Please copy the records from their start through the line holding "[40,32,587,865]", inclusive, replacing "black dog" with "brown dog" and keeping everything else unchanged. Leave the pictures out of your answer.

^^^^^^^^^^^^^^^^

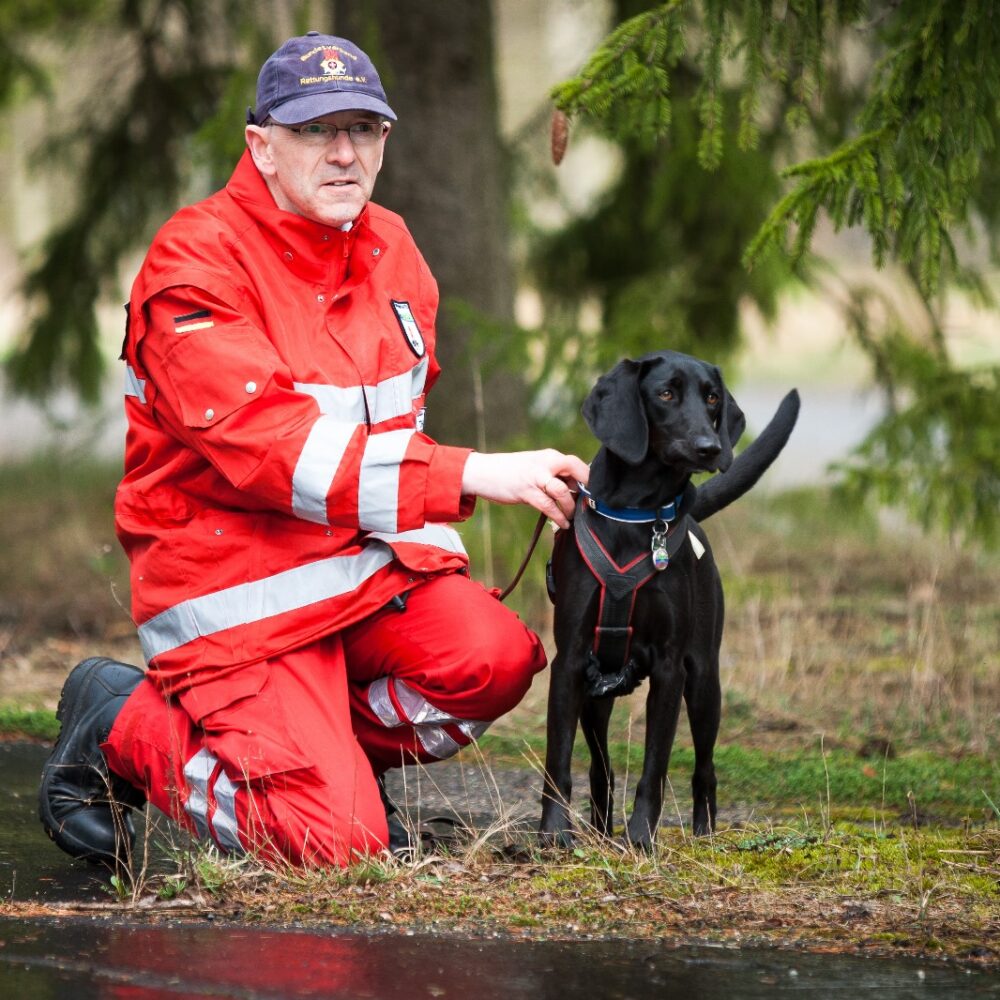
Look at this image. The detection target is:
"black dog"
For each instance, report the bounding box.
[540,351,799,849]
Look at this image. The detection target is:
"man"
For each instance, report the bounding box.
[40,32,587,865]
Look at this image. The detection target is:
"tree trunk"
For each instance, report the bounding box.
[328,0,525,448]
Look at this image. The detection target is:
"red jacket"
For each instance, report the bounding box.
[115,154,474,699]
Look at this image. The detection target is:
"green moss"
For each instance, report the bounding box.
[0,705,59,740]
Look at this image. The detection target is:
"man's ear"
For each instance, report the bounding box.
[715,368,747,472]
[583,358,649,465]
[244,125,275,177]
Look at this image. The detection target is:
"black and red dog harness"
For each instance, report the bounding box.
[573,487,696,698]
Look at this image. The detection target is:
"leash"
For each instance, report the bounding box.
[500,514,548,601]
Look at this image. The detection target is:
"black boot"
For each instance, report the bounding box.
[378,774,413,858]
[38,657,146,864]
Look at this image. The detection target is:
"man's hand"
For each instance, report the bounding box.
[462,448,590,528]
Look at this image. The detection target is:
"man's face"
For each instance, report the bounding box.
[246,111,385,226]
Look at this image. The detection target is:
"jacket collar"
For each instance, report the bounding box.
[226,150,386,286]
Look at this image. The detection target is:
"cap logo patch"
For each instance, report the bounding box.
[320,49,347,76]
[389,299,427,358]
[299,45,368,87]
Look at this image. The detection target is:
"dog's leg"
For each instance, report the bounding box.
[684,651,722,837]
[626,662,684,851]
[538,653,583,847]
[580,698,615,837]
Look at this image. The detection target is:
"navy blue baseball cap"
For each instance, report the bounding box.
[247,31,396,125]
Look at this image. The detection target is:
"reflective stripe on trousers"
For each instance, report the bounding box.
[368,677,490,760]
[138,524,465,663]
[184,748,244,854]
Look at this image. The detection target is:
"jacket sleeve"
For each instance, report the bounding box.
[138,286,475,532]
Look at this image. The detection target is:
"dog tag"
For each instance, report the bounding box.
[651,521,670,572]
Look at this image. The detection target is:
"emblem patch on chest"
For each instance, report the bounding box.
[389,299,427,358]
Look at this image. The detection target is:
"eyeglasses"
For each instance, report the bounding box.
[264,122,389,146]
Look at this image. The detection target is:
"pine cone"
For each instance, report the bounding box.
[551,108,569,167]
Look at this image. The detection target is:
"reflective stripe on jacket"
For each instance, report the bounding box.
[115,154,474,691]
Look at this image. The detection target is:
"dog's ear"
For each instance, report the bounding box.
[583,358,649,465]
[715,368,747,472]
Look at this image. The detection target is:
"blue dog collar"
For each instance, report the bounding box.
[577,483,684,524]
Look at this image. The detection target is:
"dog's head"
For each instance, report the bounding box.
[583,351,746,472]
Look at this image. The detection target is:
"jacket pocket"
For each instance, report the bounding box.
[164,327,278,428]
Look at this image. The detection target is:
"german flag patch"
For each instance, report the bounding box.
[174,309,215,333]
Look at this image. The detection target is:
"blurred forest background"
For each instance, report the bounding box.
[0,0,1000,772]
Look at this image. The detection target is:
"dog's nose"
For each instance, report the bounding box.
[694,437,722,462]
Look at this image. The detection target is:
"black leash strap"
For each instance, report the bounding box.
[573,506,688,698]
[500,514,548,601]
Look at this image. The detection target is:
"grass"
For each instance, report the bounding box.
[31,814,1000,969]
[0,457,1000,965]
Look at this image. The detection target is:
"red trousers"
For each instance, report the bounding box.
[102,574,545,865]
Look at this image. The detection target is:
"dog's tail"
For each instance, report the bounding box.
[690,389,799,521]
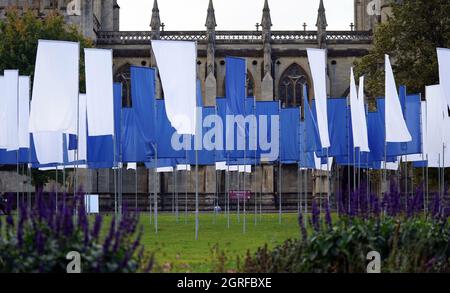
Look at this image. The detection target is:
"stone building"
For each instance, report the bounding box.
[0,0,389,207]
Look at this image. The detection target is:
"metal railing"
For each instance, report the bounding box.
[97,31,373,45]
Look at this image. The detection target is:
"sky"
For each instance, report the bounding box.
[118,0,354,31]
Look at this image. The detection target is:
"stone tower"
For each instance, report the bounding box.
[316,0,328,49]
[0,0,120,42]
[354,0,392,31]
[261,0,273,101]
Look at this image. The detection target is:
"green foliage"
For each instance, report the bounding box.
[0,9,93,188]
[240,217,450,273]
[0,194,153,273]
[355,0,450,97]
[0,9,93,80]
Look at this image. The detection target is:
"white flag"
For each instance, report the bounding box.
[307,49,330,148]
[19,76,30,148]
[385,55,412,142]
[84,49,114,136]
[437,48,450,106]
[1,70,19,151]
[152,41,197,135]
[358,76,370,152]
[30,40,80,134]
[350,68,370,152]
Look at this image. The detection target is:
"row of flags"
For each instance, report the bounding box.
[0,40,450,170]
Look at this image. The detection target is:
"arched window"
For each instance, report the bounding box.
[278,63,308,108]
[222,71,255,97]
[114,64,132,107]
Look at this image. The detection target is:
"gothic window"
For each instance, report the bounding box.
[114,64,132,107]
[223,71,255,97]
[278,63,308,108]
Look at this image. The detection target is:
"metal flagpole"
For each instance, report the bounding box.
[55,166,58,212]
[173,167,180,224]
[252,163,258,226]
[147,169,153,225]
[134,163,138,213]
[171,170,175,215]
[226,153,230,229]
[278,158,282,225]
[195,148,199,240]
[297,167,302,214]
[153,144,158,234]
[278,102,282,225]
[259,165,264,222]
[242,152,247,234]
[327,148,331,209]
[213,169,218,225]
[425,154,430,212]
[16,150,20,215]
[184,147,191,224]
[27,148,33,210]
[250,98,258,226]
[236,169,241,224]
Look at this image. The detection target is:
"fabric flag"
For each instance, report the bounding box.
[18,76,30,148]
[30,40,80,134]
[307,49,330,148]
[84,48,114,136]
[280,108,301,164]
[119,108,147,163]
[127,163,137,170]
[301,87,322,152]
[216,162,227,171]
[225,57,247,152]
[425,85,446,155]
[152,41,197,135]
[358,76,370,152]
[402,101,428,162]
[437,48,450,106]
[2,70,19,151]
[130,66,157,161]
[177,165,191,171]
[225,57,247,115]
[385,55,412,142]
[0,75,4,149]
[33,132,64,165]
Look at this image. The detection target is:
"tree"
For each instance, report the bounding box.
[355,0,450,97]
[0,9,93,189]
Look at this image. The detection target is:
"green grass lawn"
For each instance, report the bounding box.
[118,213,300,272]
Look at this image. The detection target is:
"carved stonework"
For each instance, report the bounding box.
[261,73,273,101]
[205,73,217,106]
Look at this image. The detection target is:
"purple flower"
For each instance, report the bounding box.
[324,199,333,230]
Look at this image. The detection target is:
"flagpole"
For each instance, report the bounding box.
[184,146,191,224]
[153,143,158,234]
[226,152,230,229]
[174,166,180,224]
[195,148,199,240]
[134,163,138,213]
[147,169,153,225]
[327,147,331,209]
[16,150,20,215]
[55,166,58,212]
[171,170,175,215]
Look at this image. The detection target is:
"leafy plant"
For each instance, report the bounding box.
[0,193,153,273]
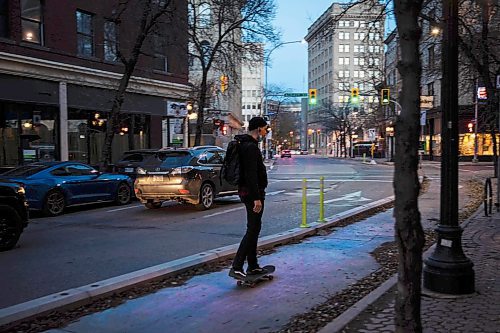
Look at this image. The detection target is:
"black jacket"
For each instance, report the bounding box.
[235,134,267,201]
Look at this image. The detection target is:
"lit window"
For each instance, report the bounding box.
[0,0,9,37]
[76,10,94,57]
[153,35,168,72]
[104,21,118,61]
[21,0,43,45]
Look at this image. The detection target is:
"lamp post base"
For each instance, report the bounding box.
[423,225,474,295]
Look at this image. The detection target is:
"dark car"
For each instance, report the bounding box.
[281,149,292,158]
[134,146,238,210]
[0,181,28,251]
[0,162,132,216]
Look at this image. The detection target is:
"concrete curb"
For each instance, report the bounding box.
[318,202,483,333]
[0,196,394,327]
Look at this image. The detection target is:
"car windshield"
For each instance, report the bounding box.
[2,164,49,177]
[161,152,192,168]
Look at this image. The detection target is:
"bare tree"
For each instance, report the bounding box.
[394,0,424,332]
[188,0,278,145]
[101,0,176,167]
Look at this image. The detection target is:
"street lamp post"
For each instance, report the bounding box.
[264,40,304,159]
[423,0,474,295]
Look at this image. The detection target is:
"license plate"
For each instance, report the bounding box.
[153,175,163,182]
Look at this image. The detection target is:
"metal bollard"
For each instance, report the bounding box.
[300,178,309,228]
[484,178,493,216]
[318,176,325,222]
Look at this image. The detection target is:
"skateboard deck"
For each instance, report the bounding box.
[237,265,276,288]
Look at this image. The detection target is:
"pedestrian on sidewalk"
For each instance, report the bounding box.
[229,117,269,279]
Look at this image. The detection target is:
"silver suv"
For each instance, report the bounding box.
[134,146,238,210]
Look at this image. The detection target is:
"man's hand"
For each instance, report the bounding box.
[253,200,262,214]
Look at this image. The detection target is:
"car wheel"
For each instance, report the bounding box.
[43,190,66,216]
[0,206,23,251]
[115,183,131,205]
[196,183,215,210]
[144,201,163,209]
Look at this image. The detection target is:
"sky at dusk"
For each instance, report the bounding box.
[267,0,394,92]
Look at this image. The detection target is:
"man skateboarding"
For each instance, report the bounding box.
[229,117,269,280]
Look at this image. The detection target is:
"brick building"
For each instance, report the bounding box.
[0,0,189,167]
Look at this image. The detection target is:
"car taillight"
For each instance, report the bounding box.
[170,166,193,176]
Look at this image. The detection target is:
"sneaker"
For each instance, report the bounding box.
[229,267,247,280]
[247,266,265,275]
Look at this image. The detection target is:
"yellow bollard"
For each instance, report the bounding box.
[318,176,325,222]
[300,178,309,228]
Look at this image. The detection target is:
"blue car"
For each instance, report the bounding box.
[0,162,132,216]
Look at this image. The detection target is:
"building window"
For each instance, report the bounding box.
[153,35,168,72]
[21,0,43,45]
[104,21,118,61]
[339,32,349,39]
[76,10,94,57]
[427,46,436,68]
[0,0,9,37]
[339,44,349,53]
[427,82,434,96]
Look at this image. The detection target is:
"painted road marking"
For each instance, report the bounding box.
[324,191,372,203]
[203,206,245,219]
[106,205,143,213]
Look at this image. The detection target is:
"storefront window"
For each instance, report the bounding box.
[0,104,58,166]
[68,110,149,166]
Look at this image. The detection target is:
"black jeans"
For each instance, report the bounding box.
[233,200,264,270]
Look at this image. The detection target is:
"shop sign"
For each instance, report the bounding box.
[167,101,188,117]
[420,96,434,109]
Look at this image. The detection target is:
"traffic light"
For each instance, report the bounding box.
[351,88,359,104]
[380,89,390,105]
[220,75,229,92]
[309,89,318,105]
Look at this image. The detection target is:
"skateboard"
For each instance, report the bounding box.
[237,265,276,288]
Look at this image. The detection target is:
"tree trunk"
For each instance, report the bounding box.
[393,0,424,333]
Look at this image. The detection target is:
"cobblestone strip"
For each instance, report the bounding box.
[342,214,500,333]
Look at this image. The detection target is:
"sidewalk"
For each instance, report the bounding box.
[328,211,500,333]
[3,165,494,333]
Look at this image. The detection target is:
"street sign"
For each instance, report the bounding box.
[283,93,307,97]
[420,96,434,109]
[420,110,427,126]
[368,128,377,141]
[477,87,488,100]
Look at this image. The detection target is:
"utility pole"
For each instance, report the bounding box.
[423,0,474,295]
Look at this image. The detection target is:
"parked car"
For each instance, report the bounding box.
[115,149,162,180]
[0,162,132,216]
[0,181,28,251]
[281,149,292,158]
[134,146,238,210]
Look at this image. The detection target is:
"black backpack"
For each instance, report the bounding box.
[221,140,240,185]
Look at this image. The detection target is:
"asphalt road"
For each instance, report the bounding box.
[0,156,393,308]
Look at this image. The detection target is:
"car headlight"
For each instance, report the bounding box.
[170,166,193,176]
[135,167,147,175]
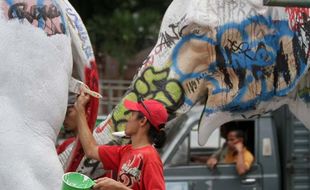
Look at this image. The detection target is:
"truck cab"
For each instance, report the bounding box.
[160,108,310,190]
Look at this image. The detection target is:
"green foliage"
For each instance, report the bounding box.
[70,0,171,70]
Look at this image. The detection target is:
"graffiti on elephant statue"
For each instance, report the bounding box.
[56,0,310,179]
[0,0,99,190]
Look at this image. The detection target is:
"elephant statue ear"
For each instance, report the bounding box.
[62,0,99,172]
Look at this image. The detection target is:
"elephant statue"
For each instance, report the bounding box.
[0,0,99,190]
[61,0,310,180]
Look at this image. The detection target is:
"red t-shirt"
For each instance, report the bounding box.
[98,145,165,190]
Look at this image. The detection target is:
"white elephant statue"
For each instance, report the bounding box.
[62,0,310,181]
[0,0,98,190]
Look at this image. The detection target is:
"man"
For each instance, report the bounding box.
[75,92,168,190]
[207,130,254,175]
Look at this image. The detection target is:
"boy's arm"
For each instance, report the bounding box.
[74,92,100,160]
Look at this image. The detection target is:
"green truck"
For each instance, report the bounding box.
[161,107,310,190]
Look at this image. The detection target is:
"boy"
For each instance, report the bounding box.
[75,92,168,190]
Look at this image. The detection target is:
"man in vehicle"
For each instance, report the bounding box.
[207,129,254,175]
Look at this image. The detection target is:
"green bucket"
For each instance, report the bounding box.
[62,172,95,190]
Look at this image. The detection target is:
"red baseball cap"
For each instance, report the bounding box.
[124,100,168,131]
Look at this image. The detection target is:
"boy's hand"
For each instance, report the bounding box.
[74,91,90,113]
[93,177,129,190]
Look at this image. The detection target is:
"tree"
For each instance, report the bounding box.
[70,0,171,72]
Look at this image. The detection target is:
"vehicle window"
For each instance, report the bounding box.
[165,181,189,190]
[189,120,255,164]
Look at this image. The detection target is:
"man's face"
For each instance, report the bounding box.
[63,106,77,131]
[227,131,242,150]
[125,111,140,136]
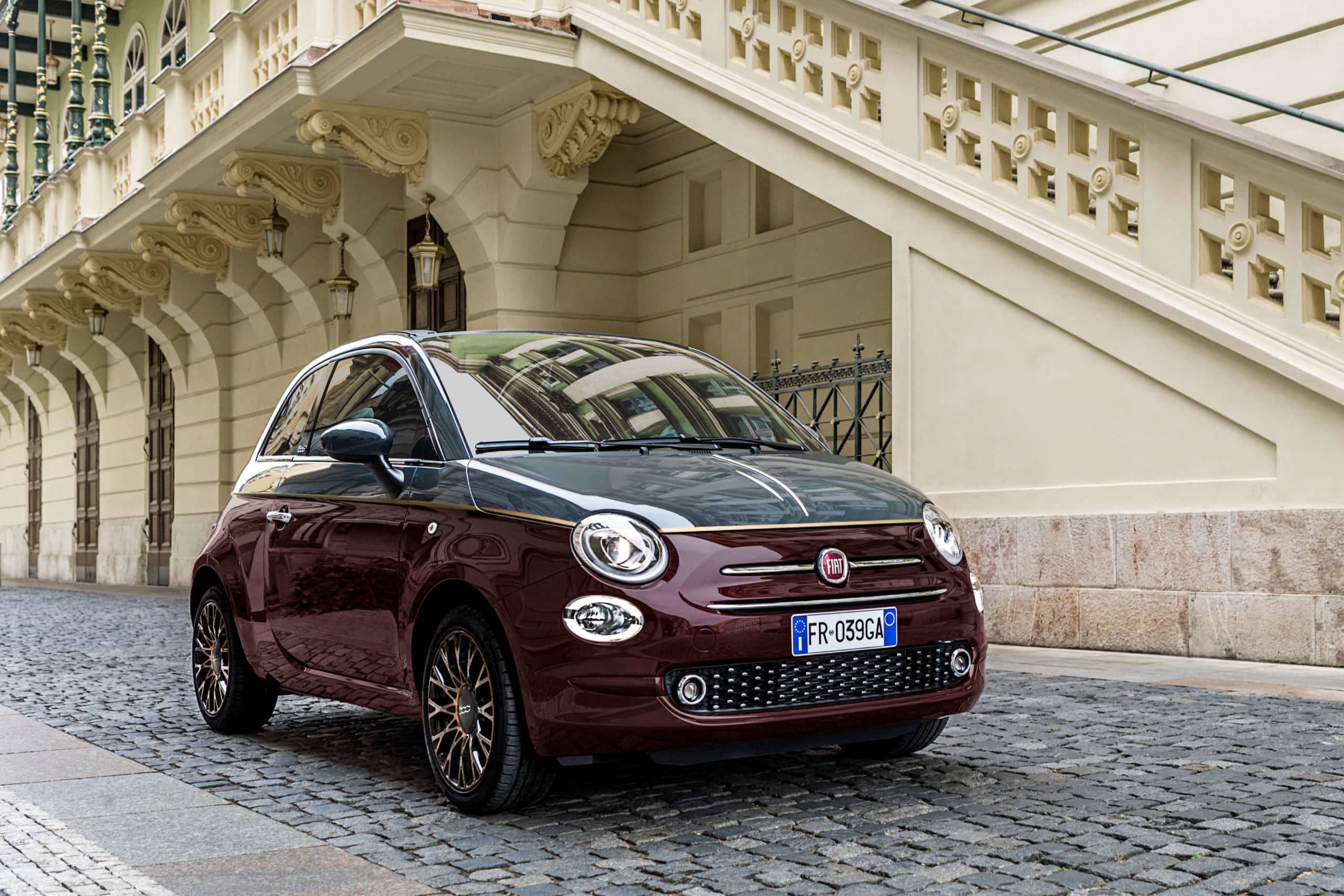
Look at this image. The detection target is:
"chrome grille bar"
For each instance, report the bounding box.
[719,557,919,575]
[706,588,948,613]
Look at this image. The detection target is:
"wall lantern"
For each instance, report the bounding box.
[261,199,289,258]
[327,234,359,321]
[47,19,60,87]
[85,305,108,336]
[410,194,447,289]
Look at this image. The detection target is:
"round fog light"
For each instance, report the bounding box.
[676,674,707,707]
[948,648,970,678]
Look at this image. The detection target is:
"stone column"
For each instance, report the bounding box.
[66,0,85,159]
[31,0,51,196]
[89,0,117,146]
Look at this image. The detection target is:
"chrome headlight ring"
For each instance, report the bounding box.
[570,512,668,584]
[923,504,965,565]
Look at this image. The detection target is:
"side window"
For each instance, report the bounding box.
[262,364,332,457]
[308,355,438,461]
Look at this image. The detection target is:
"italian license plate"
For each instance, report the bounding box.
[793,607,897,657]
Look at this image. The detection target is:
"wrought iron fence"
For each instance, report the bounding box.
[751,333,891,470]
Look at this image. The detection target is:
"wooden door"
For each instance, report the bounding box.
[406,215,466,333]
[75,372,98,582]
[28,402,41,579]
[145,340,173,584]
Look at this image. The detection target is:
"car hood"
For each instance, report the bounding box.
[468,450,926,529]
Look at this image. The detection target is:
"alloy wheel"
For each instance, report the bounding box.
[426,629,495,793]
[191,600,230,716]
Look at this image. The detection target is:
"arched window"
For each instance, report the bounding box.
[121,26,145,118]
[159,0,187,71]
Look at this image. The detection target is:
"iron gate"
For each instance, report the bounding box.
[751,334,891,470]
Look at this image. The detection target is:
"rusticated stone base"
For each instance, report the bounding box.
[958,509,1344,666]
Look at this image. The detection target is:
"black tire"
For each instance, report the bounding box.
[421,607,556,815]
[191,586,279,735]
[842,719,948,759]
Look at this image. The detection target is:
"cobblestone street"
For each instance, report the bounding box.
[0,587,1344,896]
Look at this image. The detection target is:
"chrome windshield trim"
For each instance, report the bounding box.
[719,557,919,575]
[706,588,948,613]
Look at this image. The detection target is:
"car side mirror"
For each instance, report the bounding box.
[319,419,406,498]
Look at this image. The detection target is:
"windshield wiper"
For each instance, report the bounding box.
[602,435,808,451]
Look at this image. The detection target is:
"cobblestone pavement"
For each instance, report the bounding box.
[0,588,1344,896]
[0,788,172,896]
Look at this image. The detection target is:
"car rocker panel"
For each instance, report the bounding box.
[192,333,985,811]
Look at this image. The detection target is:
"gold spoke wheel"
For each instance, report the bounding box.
[426,629,495,793]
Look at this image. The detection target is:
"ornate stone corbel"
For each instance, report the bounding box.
[295,102,429,184]
[23,289,94,326]
[57,267,140,315]
[0,310,67,351]
[222,152,340,224]
[79,252,171,304]
[164,194,270,248]
[130,226,228,279]
[536,82,640,177]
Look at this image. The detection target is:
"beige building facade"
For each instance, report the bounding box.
[0,0,1344,665]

^^^^^^^^^^^^^^^^

ANSWER:
Look at this image. The detection target is:
"brown dog"
For each instance, report the bounding box.
[540,351,799,849]
Look at this image. The detection target is:
"man"
For each instance, report the bounding box.
[40,32,587,865]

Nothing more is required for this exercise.